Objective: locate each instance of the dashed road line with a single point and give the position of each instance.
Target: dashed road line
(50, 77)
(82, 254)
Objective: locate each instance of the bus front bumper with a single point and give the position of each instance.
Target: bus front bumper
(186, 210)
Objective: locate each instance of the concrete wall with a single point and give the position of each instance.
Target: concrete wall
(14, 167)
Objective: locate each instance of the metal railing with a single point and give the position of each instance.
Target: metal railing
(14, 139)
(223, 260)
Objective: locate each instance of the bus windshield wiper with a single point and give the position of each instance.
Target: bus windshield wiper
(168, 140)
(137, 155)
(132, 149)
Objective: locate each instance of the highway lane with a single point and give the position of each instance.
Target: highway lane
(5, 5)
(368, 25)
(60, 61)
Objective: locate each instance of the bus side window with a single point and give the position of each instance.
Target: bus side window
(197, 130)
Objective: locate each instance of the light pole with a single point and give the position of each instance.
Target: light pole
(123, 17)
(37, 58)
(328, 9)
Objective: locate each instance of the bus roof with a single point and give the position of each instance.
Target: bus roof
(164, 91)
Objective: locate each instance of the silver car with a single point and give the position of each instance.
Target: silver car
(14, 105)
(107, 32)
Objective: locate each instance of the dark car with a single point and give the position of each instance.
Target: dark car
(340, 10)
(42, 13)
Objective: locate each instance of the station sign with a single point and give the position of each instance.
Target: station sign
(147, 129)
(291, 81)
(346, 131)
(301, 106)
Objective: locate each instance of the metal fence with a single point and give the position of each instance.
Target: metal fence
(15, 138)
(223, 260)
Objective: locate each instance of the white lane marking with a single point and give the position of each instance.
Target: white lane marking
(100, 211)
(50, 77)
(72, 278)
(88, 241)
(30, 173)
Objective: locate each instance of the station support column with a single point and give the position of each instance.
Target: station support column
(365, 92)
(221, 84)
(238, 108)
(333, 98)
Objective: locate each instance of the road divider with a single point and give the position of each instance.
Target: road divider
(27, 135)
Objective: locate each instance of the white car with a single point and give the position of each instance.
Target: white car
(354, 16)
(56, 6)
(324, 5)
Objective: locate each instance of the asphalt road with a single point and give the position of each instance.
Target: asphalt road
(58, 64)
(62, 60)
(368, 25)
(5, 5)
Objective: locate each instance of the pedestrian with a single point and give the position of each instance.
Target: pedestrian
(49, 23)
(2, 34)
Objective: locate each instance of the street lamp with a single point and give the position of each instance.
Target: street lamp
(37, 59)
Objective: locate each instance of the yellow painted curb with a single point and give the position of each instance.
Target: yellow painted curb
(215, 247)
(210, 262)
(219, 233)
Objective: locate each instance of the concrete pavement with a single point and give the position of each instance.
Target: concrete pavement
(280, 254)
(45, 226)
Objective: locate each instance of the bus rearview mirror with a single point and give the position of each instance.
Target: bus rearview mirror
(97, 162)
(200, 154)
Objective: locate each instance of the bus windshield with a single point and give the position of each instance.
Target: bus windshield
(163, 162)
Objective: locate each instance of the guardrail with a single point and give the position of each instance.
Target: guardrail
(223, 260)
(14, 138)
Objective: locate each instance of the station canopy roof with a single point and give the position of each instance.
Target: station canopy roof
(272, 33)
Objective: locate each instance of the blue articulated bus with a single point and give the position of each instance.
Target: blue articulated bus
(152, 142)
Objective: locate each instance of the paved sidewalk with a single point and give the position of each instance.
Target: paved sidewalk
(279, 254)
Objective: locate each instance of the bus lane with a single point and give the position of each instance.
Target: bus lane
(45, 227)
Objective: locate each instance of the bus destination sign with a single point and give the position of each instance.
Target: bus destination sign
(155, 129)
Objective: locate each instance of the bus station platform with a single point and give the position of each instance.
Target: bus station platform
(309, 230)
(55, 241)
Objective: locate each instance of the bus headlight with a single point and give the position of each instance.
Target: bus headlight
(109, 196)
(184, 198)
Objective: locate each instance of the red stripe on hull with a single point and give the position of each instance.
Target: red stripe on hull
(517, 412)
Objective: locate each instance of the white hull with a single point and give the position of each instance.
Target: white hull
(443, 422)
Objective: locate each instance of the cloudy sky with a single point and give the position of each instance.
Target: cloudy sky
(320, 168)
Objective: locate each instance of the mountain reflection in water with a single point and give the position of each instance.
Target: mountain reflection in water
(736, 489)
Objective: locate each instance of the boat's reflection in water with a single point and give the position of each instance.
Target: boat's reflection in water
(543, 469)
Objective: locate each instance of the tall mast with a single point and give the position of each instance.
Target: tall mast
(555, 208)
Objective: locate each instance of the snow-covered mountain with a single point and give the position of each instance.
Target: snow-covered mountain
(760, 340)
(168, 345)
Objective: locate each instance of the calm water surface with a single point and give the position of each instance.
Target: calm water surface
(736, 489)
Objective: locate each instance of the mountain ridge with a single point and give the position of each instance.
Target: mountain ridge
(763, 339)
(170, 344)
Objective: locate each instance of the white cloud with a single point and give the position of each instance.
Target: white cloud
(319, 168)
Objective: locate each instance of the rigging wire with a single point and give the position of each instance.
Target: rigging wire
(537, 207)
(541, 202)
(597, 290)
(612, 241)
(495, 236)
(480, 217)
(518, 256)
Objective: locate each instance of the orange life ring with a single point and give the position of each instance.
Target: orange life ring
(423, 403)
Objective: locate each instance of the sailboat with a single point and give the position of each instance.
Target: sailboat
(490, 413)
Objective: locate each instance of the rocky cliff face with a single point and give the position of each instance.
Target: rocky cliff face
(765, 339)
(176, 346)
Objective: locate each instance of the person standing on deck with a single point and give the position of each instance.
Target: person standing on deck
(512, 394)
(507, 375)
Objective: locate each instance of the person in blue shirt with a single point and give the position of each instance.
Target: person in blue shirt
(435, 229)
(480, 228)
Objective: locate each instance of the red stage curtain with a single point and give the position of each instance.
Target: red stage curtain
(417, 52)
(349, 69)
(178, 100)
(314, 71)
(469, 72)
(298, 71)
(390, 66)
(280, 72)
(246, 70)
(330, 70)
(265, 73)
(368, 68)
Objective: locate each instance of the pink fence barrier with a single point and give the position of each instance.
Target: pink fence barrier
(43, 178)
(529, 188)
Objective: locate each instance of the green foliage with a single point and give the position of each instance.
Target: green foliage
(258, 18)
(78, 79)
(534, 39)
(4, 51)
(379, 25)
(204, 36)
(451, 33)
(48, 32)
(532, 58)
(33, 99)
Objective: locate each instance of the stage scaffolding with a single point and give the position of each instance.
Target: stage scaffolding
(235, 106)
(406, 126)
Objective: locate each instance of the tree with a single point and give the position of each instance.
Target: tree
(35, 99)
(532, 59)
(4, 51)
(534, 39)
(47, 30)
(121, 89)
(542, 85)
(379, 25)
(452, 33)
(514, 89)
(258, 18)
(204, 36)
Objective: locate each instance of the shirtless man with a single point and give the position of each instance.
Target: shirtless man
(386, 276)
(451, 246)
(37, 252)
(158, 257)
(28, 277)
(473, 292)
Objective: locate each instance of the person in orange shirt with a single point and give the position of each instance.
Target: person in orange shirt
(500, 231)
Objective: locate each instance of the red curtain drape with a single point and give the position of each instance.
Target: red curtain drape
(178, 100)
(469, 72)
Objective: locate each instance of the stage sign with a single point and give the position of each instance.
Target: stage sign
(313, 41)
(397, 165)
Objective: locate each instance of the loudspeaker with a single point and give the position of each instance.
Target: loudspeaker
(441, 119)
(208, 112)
▬▬▬▬▬▬▬▬▬▬
Return the records in full, exactly as they read.

▸ **SOLUTION TO THIS TASK**
Objective: locate each instance of the dashed road line with a single point and give the position of each instance.
Target: dashed road line
(50, 77)
(82, 254)
Objective: locate each instance of the bus front bumper with a single point and give the position of each instance.
Target: bus front bumper
(186, 210)
Objective: locate each instance of the concrete wall with a single point and give the position of each instance.
Target: concrete wall
(14, 167)
Objective: locate each instance of the metal railing with a single point and give the position of each instance.
Target: metal railing
(14, 139)
(223, 260)
Objective: locate each instance of the bus windshield wiper with a single point and give the position of each instance.
Target: bus windshield wiper
(168, 140)
(137, 155)
(132, 149)
Objective: locate each instance of the highway lane with a single point and give the position of each instance.
Target: highway lane
(5, 5)
(368, 25)
(60, 61)
Objective: locate each instance of the bus side window with a single point and give the position of each instance.
Target: bus side window
(197, 130)
Objective: locate each instance of the light pole with a single point and give the position of each instance.
Target: light pole
(123, 17)
(37, 58)
(328, 9)
Objective: locate each instance of the bus roof with a single point and give the position of each instance.
Target: bus roof
(164, 91)
Objective: locate each instance of the silver car with a single point and give the position of each instance.
Target: silver car
(14, 105)
(107, 32)
Objective: locate each instance of the dark car with a single point and give the position of each instance.
Target: dark car
(340, 10)
(42, 13)
Objective: locate each instance of the station sign with a single point and give the position of each instance.
Target: station sign
(147, 129)
(291, 81)
(346, 131)
(301, 106)
Objective: locate each instance of the metal fence with a single point and give the position of each instance.
Target: metal fence
(15, 138)
(223, 260)
Objective: locate each instance of the white lane marking with a single point and give the position of each instance.
Target: white lane marking
(100, 211)
(50, 77)
(72, 278)
(88, 241)
(30, 173)
Objective: locate each instance of the station support column with a single point and give the position of each instance.
Target: station support column
(365, 92)
(221, 84)
(238, 108)
(333, 98)
Objective: locate each instance of the road divider with a single point and give the position of each instance.
Target: road divider
(27, 135)
Objective: locate each instance of the white car with a single point and give the position of each instance.
Target: white car
(354, 16)
(56, 6)
(324, 5)
Objective: locate each instance of the asphalt road with a single point and give the position of each instance.
Target: asphalt road
(58, 64)
(62, 60)
(368, 25)
(5, 5)
Objective: locate each instance of the pedestrian with a single point and give the position of each instance.
Target: pedestrian
(49, 23)
(2, 34)
Objective: locate each instance of the street lamp with a single point and give the position of each instance.
Target: street lamp
(37, 59)
Objective: locate each instance of the yellow painted curb with a single point and give the position of each instance.
Target: yellow painted curb
(215, 247)
(210, 262)
(219, 233)
Objective: locate each instance of the concrete pavement with a single point and give the position of each instance.
Target: concrete pavement
(280, 254)
(45, 226)
Objective: locate each instance of the bus rearview mirror with a single point and give the position of each instance.
Target: bus rearview mirror
(97, 162)
(200, 154)
Objective: locate each instance of the bus windshield with a single point and give the position of each instance.
Target: bus windshield
(163, 162)
Objective: locate each instance of the guardrail with a single point and give the position of each instance.
Target: guardrail
(223, 260)
(14, 138)
Objective: locate each instance of the station canopy roof with a single point and give the position of each instance.
Target: station canopy roof
(272, 33)
Objective: locate each instance of the blue articulated bus with a single point and give the position of each instance.
Target: blue articulated bus
(152, 142)
Objective: locate each instance of the paved sidewalk with a single point and give the position of each instance.
Target: paved sidewalk
(279, 254)
Objective: locate each instance of the bus lane with a single point and give the position of each instance.
Target: bus lane
(45, 227)
Objective: locate each instance of the bus destination sign with a single point and give the position of each instance.
Target: bus destination sign
(155, 129)
Objective: locate each instance of the bus station platform with a single point and give the position of each instance.
Target: bus station platform
(309, 230)
(55, 241)
Objective: locate each instance of the bus headlight with a single point and give the position of each instance.
Target: bus headlight
(109, 196)
(184, 198)
Objective: locate each instance of the red stripe on hull with a single point and give the position of each instance.
Target: red stripe on hull
(517, 412)
Objective: locate each instance of the white hull with a single point and give the position of each instance.
Target: white hull
(443, 422)
Objective: locate each instance of the cloudy sky with a single point and give the position of each instance.
Target: cloudy sky
(320, 168)
Objective: locate each instance of the mountain reflection in water with a single point and give the position of each instance.
Target: mountain reflection in water
(736, 489)
Objective: locate each instance of the boat's reflection in water with a single point and give the position of each instance.
Target: boat's reflection in water
(543, 469)
Objective: locate each instance of the tall mast with a single point and give the position of each instance.
Target: tall mast
(555, 208)
Objective: locate each instance of the snow-covered mountain with a single point and give the position of each instance.
Target: snow-covered mountain
(760, 340)
(168, 345)
Objective: locate each instance of the calm water surface with a single point and give the position of each instance.
Target: calm water surface
(736, 489)
Objective: locate each instance of the mountain ridge with a single point and give the position of each instance.
Target: mountain ridge
(763, 339)
(170, 344)
Objective: locate each instance of the white cloud with a single point and give the position of each instance.
Target: white cloud
(319, 168)
Objective: locate each instance of the rigging wire with a single point and give the position of each instance.
Target: rigging wire
(537, 207)
(541, 202)
(597, 290)
(612, 241)
(495, 236)
(480, 217)
(518, 256)
Objective: locate each instance of the orange life ring with a single point and give the position of each instance.
Target: orange life ring
(423, 403)
Objective: locate each instance of the sailboat with a single point and give the position of each instance.
Target: sailboat
(490, 413)
Objective: locate each instance of the rocky cliff face with a single point and give the position of each instance.
Target: rocky cliff face
(765, 339)
(176, 346)
Objective: locate each instance of the person standing on deck with a single point and give the position of each instance.
Target: person standing on deck
(512, 394)
(507, 375)
Objective: locate each instance of the person in blue shirt with a single point and give the position of each instance.
Target: person in blue shirt
(435, 229)
(480, 228)
Objective: locate each instance of the red stage curtain with a single point and give the position of each instance.
Target: red stage curtain
(417, 52)
(349, 69)
(178, 100)
(314, 71)
(469, 72)
(298, 71)
(390, 66)
(280, 72)
(246, 70)
(330, 70)
(265, 73)
(368, 68)
Objective: locate each instance of the pink fence barrier with a single point and give the position of each instance.
Target: pink fence barrier
(43, 178)
(529, 188)
Objective: locate each instance of the green foliage with a single point and give the position of each instance.
Target: green foliage
(258, 18)
(78, 79)
(534, 39)
(4, 51)
(379, 25)
(204, 36)
(451, 33)
(48, 32)
(532, 58)
(33, 99)
Objective: locate each instance of the stage scaffolding with a single point and give the position of each instance.
Target: stage scaffolding
(235, 106)
(406, 126)
Objective: locate each instance of the tree with a single point and give the position of each instance.
Target: tree
(35, 99)
(532, 59)
(4, 51)
(534, 39)
(47, 30)
(121, 89)
(542, 85)
(379, 25)
(452, 33)
(514, 89)
(258, 18)
(204, 36)
Objective: locate each instance of the shirtless man with a single point and give the position of each instance.
Target: shirtless man
(386, 276)
(451, 246)
(37, 252)
(158, 257)
(28, 277)
(473, 292)
Objective: locate each instance of the person in orange shirt with a single point and give the position of each instance.
Target: person in orange shirt
(500, 231)
Objective: locate each instance of the red curtain drape with a single point and give the position of each instance.
Target: red curtain drape
(178, 100)
(469, 72)
Objective: locate each instance of the stage sign with a single point and give the position of each instance.
Target: stage sign
(313, 41)
(397, 165)
Objective: locate each instance of the loudspeaker with a single point and give the position of each instance.
Target: loudspeaker
(441, 119)
(208, 112)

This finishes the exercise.